* [PROVIDED DATA]

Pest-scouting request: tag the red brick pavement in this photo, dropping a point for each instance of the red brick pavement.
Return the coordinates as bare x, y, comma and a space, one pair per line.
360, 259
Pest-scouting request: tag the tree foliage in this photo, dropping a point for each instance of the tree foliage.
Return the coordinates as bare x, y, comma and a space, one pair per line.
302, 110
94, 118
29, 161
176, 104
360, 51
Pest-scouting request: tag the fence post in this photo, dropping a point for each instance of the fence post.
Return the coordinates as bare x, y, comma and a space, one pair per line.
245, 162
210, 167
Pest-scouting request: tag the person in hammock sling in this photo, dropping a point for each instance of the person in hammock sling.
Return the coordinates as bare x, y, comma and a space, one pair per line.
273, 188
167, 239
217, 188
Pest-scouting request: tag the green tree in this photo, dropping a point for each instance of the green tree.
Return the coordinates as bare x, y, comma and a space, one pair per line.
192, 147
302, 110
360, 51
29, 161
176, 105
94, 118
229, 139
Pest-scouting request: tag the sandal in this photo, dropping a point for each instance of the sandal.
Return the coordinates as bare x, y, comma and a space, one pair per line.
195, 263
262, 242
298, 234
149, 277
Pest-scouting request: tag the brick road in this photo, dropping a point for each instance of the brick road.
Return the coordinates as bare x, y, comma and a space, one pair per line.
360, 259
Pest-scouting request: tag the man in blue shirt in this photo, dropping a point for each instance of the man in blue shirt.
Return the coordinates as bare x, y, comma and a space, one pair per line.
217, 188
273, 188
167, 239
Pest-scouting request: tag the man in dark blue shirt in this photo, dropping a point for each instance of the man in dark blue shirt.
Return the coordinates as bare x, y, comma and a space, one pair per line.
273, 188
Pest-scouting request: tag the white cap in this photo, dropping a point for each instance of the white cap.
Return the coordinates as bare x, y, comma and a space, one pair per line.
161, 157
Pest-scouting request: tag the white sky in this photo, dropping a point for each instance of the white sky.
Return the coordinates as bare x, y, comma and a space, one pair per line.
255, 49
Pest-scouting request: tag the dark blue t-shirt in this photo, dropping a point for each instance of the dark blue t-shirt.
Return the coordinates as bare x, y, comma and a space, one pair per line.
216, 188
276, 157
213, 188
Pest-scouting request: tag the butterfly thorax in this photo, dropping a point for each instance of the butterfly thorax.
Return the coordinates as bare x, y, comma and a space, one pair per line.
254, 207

* [YOUR GOAL] Express the material above as a two-column CSV headed instruction and points, with one row for each instruction and the coordinates listed under it. Put each value in a single quoted field, replacing line breaks with spaces.

* [FULL OUTPUT]
instruction,points
"Pest-scouting request: tag the red brick pavement in this photo, dropping a point for each instance of the red brick pavement. Return the coordinates as bare x, y, comma and a space, one pair per line.","360, 259"
"Pest-scouting request: tag the tree foliage in this photo, dropping a point for each instance of the tree foliage. Return the coordinates as bare x, y, comma and a space, one pair per line.","302, 110 94, 118 29, 161 176, 104 360, 51"
"Pest-scouting request: tag the fence post in this photo, dropping a point for each instance of the fence post. Return the coordinates as bare x, y, comma and a space, one pair per line.","245, 162 210, 167"
"Pest-scouting request: tag the person in hammock sling in this photo, dropping a point for each instance of the person in hammock sling. Return the coordinates as bare x, y, comma and a space, one pair per line.","273, 188 167, 239 217, 188"
"Pest-scouting request: tag the green tree in this photo, dropping a point for each instance of the green tree. Return the coordinates as bare x, y, comma and a space, one pair per line.","192, 147 302, 110 360, 51 29, 161 176, 105 94, 118 229, 139"
"Pest-scouting request: tag the sandal in this photo, dropping a point for each instance of the sandal. Return the coordinates as bare x, y, comma and a space, one pair per line.","195, 263 262, 242 298, 234 149, 277"
"Pest-scouting request: tag the brick road in this photo, dropping a point for each instance of the brick road. Return the coordinates as bare x, y, comma and a space, one pair per line.","360, 259"
"Pest-scouting request: tag the man in blue shirt in this photo, dropping a point for each instance of the man in blue shirt. Return the coordinates as bare x, y, comma and a space, one pair per line.","217, 188 273, 188 167, 239"
"Pest-scouting request: tag the man in dark blue shirt in this photo, dropping a point for each instance of the man in dark blue shirt. Return the coordinates as bare x, y, comma and a space, one pair per line.","273, 188"
"Pest-scouting request: tag the white cap in this photo, dropping a point for each instance of the white cap. Return the coordinates as bare x, y, comma and a space, one pair per line.","161, 157"
"Pest-scouting request: tag the white sky in this photo, dropping a point for each instance of the white sky. Return the coordinates as bare x, y, comma and a space, one pair per line.","255, 49"
"Pest-scouting request: tag the dark blue t-shirt in this photo, dropping a point for each instance of the dark blue t-shirt. Return the coordinates as bare x, y, comma and a space, one pair per line.","216, 188 276, 157 213, 188"
"Pest-scouting request: tag the butterfly thorax in this photo, dropping a point for each instance of the butterfly thorax. Return the coordinates as bare x, y, comma and a space, one pair per line.","254, 207"